What you have to do –
Starting at the beginning of the entries and stopping after the line that contains "162, 360, 184]]", write out every line again, requests included. Multiply each bounding-box coordinate in the answers by 0.85 and round to whole numbers, with halves going up, but leave the numbers in the requests and their format samples unchanged.

---------------

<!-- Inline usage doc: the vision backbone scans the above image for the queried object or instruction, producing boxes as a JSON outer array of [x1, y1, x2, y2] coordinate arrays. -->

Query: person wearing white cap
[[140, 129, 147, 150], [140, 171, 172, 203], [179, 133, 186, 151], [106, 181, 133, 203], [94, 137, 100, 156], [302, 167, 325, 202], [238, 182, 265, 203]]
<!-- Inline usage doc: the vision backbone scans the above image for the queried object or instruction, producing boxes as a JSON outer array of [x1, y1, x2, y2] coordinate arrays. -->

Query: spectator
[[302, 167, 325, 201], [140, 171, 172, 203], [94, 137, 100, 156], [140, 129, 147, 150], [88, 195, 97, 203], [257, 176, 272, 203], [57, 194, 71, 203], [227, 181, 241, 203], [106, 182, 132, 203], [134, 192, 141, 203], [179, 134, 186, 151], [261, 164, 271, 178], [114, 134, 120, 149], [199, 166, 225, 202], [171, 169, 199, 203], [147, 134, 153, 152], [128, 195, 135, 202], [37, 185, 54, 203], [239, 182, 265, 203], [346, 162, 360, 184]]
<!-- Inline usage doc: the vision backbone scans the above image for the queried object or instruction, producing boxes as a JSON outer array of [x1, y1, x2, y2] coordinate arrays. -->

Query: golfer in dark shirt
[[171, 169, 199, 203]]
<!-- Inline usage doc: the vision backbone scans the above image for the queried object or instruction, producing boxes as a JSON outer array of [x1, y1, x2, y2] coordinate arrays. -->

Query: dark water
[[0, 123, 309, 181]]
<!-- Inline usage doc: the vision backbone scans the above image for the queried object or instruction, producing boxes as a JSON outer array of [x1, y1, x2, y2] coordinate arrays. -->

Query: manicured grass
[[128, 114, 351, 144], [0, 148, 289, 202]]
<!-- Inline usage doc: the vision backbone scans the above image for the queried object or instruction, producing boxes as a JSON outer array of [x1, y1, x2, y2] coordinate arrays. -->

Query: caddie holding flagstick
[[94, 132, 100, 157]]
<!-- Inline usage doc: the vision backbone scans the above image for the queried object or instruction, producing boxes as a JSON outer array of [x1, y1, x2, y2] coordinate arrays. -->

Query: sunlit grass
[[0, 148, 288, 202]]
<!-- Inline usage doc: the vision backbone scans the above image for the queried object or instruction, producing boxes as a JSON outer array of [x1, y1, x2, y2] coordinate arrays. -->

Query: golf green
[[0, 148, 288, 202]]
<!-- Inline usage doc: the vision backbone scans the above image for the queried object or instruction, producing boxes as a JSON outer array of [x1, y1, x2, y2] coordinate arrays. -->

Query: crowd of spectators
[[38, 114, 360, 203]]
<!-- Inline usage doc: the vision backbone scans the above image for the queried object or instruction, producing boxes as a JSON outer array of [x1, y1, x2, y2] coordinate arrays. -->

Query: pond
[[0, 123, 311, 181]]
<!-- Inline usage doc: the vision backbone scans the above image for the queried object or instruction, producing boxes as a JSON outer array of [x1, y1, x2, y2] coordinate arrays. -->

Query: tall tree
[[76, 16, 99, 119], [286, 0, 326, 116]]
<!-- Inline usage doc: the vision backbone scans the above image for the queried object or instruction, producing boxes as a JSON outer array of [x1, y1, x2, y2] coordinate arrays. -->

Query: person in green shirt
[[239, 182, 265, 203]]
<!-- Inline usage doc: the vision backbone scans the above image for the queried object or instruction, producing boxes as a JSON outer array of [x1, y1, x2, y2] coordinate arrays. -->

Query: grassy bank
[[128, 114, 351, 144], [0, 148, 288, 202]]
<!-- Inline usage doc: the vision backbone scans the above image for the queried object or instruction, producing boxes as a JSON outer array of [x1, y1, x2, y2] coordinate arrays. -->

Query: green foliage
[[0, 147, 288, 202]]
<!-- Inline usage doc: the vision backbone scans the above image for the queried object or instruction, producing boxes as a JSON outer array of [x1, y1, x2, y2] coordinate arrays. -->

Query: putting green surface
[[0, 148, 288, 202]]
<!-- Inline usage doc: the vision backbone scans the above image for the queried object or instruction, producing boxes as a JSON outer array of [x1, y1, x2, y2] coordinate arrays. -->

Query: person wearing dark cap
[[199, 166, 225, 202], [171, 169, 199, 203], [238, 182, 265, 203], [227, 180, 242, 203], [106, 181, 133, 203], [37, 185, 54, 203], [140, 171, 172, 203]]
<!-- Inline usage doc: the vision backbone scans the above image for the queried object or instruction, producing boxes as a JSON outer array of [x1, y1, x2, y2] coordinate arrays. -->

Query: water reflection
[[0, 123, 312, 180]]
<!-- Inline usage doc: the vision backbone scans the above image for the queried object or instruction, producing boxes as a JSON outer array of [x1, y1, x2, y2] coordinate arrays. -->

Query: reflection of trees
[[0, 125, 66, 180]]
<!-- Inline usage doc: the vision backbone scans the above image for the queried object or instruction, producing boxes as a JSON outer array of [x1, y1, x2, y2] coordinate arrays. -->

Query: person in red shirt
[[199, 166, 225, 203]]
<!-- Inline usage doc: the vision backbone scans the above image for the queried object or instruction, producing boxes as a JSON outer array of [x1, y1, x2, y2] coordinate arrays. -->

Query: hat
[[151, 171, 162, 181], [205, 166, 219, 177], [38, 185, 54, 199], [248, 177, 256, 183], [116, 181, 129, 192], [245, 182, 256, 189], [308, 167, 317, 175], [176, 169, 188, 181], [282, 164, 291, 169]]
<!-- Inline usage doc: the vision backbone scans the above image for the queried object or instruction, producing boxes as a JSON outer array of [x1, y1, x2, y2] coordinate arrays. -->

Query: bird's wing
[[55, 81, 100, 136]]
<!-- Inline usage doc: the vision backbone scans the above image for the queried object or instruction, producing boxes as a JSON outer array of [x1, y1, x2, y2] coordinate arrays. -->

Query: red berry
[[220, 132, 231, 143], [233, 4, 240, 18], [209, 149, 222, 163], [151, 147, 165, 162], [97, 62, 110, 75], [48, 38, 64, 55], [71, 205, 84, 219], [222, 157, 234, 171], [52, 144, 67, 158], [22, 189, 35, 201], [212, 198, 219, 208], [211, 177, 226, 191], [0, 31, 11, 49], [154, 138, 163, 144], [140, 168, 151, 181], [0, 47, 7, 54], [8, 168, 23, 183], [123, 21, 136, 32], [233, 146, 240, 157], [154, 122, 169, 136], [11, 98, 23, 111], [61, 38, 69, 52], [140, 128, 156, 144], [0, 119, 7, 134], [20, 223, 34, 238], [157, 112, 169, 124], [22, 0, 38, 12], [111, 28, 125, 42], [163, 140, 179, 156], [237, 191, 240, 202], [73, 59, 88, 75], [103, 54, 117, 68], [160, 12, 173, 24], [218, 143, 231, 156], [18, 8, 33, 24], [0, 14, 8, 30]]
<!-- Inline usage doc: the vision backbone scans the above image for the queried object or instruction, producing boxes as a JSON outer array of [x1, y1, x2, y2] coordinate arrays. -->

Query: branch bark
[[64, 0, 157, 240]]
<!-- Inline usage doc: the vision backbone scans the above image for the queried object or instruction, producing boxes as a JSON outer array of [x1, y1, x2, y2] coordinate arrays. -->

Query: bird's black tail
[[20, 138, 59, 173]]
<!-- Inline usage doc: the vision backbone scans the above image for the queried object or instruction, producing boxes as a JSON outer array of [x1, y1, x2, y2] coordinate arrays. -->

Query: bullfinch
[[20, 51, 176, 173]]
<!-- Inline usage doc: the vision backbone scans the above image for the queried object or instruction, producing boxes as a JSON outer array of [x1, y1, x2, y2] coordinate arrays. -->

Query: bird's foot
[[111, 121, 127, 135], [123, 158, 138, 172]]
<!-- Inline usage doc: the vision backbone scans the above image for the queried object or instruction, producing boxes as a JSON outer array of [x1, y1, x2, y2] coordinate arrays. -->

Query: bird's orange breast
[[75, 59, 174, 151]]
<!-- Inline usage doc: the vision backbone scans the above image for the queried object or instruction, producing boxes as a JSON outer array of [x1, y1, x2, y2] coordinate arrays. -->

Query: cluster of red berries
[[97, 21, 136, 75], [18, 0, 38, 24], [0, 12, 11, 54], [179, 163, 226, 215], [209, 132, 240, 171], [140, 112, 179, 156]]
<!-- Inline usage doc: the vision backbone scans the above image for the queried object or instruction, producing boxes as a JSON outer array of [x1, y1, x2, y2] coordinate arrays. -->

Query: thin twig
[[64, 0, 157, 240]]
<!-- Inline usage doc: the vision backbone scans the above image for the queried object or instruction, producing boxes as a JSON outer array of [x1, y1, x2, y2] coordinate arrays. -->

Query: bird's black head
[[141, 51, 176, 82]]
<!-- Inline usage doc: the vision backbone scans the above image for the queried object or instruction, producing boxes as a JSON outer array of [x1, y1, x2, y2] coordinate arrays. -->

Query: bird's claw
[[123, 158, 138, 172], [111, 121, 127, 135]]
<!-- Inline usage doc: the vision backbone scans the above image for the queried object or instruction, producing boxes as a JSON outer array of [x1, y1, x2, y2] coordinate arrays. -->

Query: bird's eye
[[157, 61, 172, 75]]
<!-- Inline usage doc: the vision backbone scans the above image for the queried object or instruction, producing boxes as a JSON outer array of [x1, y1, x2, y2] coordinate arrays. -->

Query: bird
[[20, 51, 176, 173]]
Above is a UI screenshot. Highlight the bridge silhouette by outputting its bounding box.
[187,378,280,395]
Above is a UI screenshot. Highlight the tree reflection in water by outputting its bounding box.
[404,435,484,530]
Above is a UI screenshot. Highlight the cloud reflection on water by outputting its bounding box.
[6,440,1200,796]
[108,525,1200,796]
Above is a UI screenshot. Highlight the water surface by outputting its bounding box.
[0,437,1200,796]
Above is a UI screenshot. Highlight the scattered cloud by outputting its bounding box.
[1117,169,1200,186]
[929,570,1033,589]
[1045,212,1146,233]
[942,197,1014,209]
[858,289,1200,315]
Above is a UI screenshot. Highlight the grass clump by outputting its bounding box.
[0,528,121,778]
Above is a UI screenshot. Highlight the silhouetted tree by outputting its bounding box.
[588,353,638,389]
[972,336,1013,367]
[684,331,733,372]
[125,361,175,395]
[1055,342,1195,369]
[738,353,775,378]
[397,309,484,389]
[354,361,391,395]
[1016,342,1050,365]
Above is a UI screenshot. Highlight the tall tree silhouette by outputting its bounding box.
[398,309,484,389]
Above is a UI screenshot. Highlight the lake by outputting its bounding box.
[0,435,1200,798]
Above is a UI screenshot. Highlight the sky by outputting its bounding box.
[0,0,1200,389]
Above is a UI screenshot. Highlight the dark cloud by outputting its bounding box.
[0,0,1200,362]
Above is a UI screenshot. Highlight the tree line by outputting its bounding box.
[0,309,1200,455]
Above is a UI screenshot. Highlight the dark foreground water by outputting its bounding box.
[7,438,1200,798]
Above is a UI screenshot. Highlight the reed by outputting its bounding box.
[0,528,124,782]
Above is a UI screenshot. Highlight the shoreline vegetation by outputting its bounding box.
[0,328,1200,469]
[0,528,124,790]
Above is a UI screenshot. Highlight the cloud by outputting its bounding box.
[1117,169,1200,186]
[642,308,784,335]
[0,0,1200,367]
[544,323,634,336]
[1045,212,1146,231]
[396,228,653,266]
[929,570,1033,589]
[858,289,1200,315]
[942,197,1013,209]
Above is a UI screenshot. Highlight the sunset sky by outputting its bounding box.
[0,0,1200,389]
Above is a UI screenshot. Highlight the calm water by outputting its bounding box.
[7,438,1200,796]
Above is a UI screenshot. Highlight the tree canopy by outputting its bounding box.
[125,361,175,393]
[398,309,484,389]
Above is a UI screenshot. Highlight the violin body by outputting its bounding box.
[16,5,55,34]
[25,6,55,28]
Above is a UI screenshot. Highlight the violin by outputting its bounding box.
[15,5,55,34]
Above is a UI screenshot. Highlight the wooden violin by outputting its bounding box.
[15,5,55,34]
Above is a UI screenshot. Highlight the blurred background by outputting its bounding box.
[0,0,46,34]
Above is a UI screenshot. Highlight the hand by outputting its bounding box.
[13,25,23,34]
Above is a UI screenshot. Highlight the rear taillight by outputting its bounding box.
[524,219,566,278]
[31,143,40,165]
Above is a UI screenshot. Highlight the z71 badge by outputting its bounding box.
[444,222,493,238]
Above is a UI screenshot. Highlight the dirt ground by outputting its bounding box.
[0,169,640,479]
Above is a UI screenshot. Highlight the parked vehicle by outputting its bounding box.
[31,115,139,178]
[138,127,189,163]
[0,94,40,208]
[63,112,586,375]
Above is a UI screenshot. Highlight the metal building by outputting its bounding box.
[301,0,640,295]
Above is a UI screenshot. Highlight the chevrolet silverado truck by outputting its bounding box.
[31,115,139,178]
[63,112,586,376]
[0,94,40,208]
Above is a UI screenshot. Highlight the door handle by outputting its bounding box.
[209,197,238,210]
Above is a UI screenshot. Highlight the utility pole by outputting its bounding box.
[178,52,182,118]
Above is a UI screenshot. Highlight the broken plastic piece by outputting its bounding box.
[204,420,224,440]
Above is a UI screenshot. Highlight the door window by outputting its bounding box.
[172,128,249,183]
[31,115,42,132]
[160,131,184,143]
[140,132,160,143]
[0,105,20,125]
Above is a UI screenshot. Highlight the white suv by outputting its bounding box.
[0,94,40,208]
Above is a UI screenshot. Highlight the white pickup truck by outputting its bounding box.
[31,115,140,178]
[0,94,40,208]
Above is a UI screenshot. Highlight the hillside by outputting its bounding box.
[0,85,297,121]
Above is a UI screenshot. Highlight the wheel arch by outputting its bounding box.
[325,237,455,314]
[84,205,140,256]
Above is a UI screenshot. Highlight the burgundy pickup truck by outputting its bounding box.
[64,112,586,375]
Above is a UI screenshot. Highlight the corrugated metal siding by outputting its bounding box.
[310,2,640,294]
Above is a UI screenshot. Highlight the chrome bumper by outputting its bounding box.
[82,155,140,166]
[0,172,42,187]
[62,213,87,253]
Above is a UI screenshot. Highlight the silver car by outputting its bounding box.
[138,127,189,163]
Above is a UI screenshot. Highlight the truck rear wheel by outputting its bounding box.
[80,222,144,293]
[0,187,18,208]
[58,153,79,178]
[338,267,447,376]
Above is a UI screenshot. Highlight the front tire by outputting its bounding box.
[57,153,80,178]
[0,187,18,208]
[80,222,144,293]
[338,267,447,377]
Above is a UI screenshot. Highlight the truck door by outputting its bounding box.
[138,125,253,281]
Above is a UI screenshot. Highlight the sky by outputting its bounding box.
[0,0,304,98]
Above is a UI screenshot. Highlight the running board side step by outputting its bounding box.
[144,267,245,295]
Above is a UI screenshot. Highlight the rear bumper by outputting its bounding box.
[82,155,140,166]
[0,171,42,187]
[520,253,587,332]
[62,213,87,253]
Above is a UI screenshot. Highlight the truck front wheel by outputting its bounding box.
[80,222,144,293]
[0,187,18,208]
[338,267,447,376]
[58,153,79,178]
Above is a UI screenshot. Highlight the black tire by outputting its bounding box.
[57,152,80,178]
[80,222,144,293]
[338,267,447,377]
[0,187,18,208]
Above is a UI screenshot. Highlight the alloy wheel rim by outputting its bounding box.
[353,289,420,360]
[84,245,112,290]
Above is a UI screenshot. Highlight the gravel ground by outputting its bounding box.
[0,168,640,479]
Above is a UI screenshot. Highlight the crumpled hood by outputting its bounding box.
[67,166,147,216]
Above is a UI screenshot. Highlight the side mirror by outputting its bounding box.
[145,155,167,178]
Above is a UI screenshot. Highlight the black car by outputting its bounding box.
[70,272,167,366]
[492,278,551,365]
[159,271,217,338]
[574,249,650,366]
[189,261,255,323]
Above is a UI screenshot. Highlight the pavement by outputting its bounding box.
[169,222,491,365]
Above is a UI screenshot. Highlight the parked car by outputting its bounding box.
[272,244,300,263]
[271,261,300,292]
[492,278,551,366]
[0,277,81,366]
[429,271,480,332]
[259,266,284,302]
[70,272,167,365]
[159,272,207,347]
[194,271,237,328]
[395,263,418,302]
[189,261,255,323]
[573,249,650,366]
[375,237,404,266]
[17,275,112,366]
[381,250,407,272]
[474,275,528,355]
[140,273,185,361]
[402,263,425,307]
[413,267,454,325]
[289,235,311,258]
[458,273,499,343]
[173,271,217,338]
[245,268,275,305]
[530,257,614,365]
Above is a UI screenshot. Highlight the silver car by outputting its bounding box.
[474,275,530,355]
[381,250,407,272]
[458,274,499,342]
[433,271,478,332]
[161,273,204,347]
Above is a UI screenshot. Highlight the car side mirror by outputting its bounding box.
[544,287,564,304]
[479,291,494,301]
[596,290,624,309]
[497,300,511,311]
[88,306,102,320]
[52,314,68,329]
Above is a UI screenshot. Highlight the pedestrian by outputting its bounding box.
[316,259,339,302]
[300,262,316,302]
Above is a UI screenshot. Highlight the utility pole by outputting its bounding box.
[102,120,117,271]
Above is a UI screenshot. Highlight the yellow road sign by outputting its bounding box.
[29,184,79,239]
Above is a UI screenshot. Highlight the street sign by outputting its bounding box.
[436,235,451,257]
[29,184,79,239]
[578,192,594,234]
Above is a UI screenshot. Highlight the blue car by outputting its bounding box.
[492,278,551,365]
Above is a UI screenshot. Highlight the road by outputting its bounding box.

---------------

Result of this exercise –
<!-- Inline usage doc: the vision backbone scans the above image for the queried object or instruction, producing boxes as a JSON outer array of [x1, y1, x2, y2] coordinate arrays. -->

Query: person wearing white cap
[[119, 110, 125, 128], [119, 145, 146, 173], [152, 113, 158, 128], [90, 154, 113, 173], [80, 116, 85, 133], [257, 142, 276, 172], [202, 155, 225, 173]]
<!-- Inline usage doc: the vision backbone scans the above image for the queried object or instruction, producing boxes as a JSON outer array of [x1, y1, x2, y2] coordinate arrays. -->

Query: spectator
[[257, 142, 276, 171], [119, 145, 146, 173], [80, 116, 85, 133], [119, 110, 125, 128], [75, 166, 82, 173], [218, 150, 231, 173], [48, 165, 60, 173], [193, 154, 205, 173], [90, 155, 112, 173], [114, 163, 120, 173], [152, 114, 158, 128], [222, 139, 230, 151], [97, 114, 102, 127], [169, 141, 191, 172], [145, 144, 169, 173], [125, 114, 130, 129], [109, 166, 115, 172], [31, 157, 46, 173], [203, 155, 225, 173], [294, 138, 306, 156]]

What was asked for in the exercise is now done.